O grupo que desafiou o racismo e o Estado no país mais poderoso do mundo

por Breno Altman, no Opera Mundi

“Eles são a maior ameaça para a segurança interna do país”, sentenciou John Edgar Hoover, o lendário chefe do FBI, durante reunião na qual declarou guerra aberta ao partido de jovens afro-americanos que, no final dos anos 1960, ousava promover motins e enfrentar a polícia.

Os Panteras Negras brotavam como cogumelos nas principais cidades norte-americanas. Rapidamente viravam o símbolo e a direção de quem não aceitava mais oferecer a outra face perante à agressividade das forças racistas.

As leis segregacionistas já estavam abolidas desde 1964, mas a brutalidade repressiva contra os bairros negros e a situação de pobreza não se alteravam.

Os grandes centros urbanos do norte e da costa oeste, para onde migravam os que fugiam do apartheid sulista, tinham se transformado em panelas de pressão. Levantes frequentes agitavam as cidades e a imaginação.

Panteras Negras na assembleia estadual em Sacramento, Califórnia, protestam contra projeto de lei para proibir porte de armas

Quando moradores de Watts, distrito na periferia de Los Angeles, se sublevaram contra a prisão arbitrária de um vizinho, em agosto de 1965, abria-se um novo ciclo histórico. Entre os dias 11 e 15, o chão ficou tingido pelo sangue de 34 mortes e mais de mil feridos. Quase 3,5 mil presos e mais de 40 milhões de dólares em danos materiais foram contabilizados.

Nos três anos seguintes, a cena se repetiu em muitas outras localidades. Os Estados Unidos pareciam caminhar rumo a uma insurreição.

Os encarregados em manter a lei e a ordem perdiam o sono. Estava aparentemente em perigo o sistema que juraram defender.

Ao lado das multidões que marchavam contra a Guerra do Vietnã, a mobilização dos guetos negros sacudia um mundo marcado por regras e hábitos construídos no encontro entre imperialismo e escravidão.

Era esse o clima, em outubro de 1966, no dia 15, quando dois estudantes do Merritt College, em Oakland, cidade vizinha a São Francisco, na ensolarada Califórnia, fundaram o Partido Pantera Negra para a Autodefesa.

Huey P. Newton e Bobby Seale recrutaram mais quatro colaboradores e formaram o núcleo inicial da organização. Também decidiram instituir um uniforme: camisas azuis, calças e boinas pretas, casacos de couro.

Tinham mais simpatia pelas ideias de Malcolm X, assassinado em maio do ano anterior, do que pelo pensamento de Martin Luther King, mortalmente baleado dali a dois anos.

LISTAGEM EXIBIDA
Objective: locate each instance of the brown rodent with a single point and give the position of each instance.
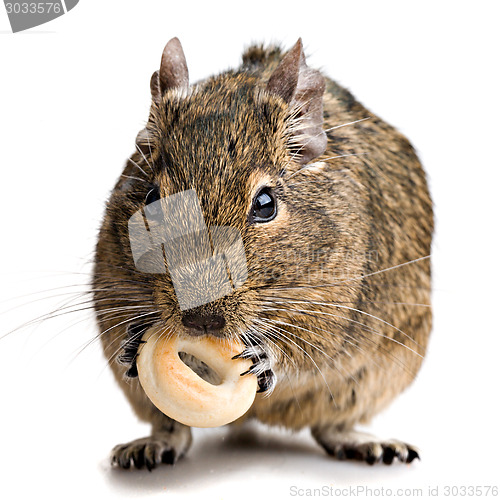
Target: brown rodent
(336, 219)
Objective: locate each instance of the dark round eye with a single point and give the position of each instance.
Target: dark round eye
(153, 210)
(264, 206)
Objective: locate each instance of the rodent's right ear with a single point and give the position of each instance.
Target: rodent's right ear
(173, 71)
(302, 88)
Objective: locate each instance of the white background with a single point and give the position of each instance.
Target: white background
(73, 94)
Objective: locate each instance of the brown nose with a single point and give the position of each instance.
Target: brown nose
(198, 324)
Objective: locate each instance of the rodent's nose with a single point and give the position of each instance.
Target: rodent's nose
(199, 324)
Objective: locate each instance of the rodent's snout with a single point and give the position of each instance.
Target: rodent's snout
(201, 324)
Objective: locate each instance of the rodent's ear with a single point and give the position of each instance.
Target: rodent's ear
(173, 71)
(302, 88)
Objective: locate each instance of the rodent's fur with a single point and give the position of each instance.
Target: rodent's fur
(338, 288)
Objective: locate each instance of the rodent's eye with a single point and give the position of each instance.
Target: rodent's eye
(153, 210)
(263, 206)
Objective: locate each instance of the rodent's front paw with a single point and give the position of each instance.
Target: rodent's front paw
(130, 346)
(149, 452)
(261, 367)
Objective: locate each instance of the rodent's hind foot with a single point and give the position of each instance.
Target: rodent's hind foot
(353, 445)
(149, 452)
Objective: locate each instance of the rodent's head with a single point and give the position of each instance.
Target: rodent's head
(237, 140)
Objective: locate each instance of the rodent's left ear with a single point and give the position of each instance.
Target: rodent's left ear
(302, 88)
(173, 71)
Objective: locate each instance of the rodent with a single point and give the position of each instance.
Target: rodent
(336, 219)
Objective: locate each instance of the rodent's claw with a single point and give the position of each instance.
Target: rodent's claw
(130, 346)
(354, 445)
(162, 448)
(261, 367)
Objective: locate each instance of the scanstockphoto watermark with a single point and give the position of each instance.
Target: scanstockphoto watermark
(429, 491)
(24, 15)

INSTRUÇÃO 1
Reescreva de forma mais concisa o parágrafo do texto sobre os Panteras Negras iniciado por "Quando moradores de Watts", mantendo os fatos principais.
INSTRUÇÃO 2
Transcreva do texto sobre os Panteras Negras o trecho que começa em "Os encarregados em" e termina em "imperialismo e escravidão.".
INSTRUÇÃO 3
Segundo o texto sobre os Panteras Negras, em que data foi fundado o Partido Pantera Negra para a Autodefesa?

RESULTADO FINAL 1
Em agosto de 1965, moradores de Watts, na periferia de Los Angeles, revoltaram-se contra a prisão arbitrária de um vizinho, inaugurando um novo ciclo histórico. Entre os dias 11 e 15, registraram-se 34 mortes, mais de mil feridos, quase 3,5 mil presos e mais de 40 milhões de dólares em danos materiais.

RESULTADO FINAL 2
Os encarregados em manter a lei e a ordem perdiam o sono. Estava aparentemente em perigo o sistema que juraram defender.

Ao lado das multidões que marchavam contra a Guerra do Vietnã, a mobilização dos guetos negros sacudia um mundo marcado por regras e hábitos construídos no encontro entre imperialismo e escravidão.

RESULTADO FINAL 3
Em 15 de outubro de 1966.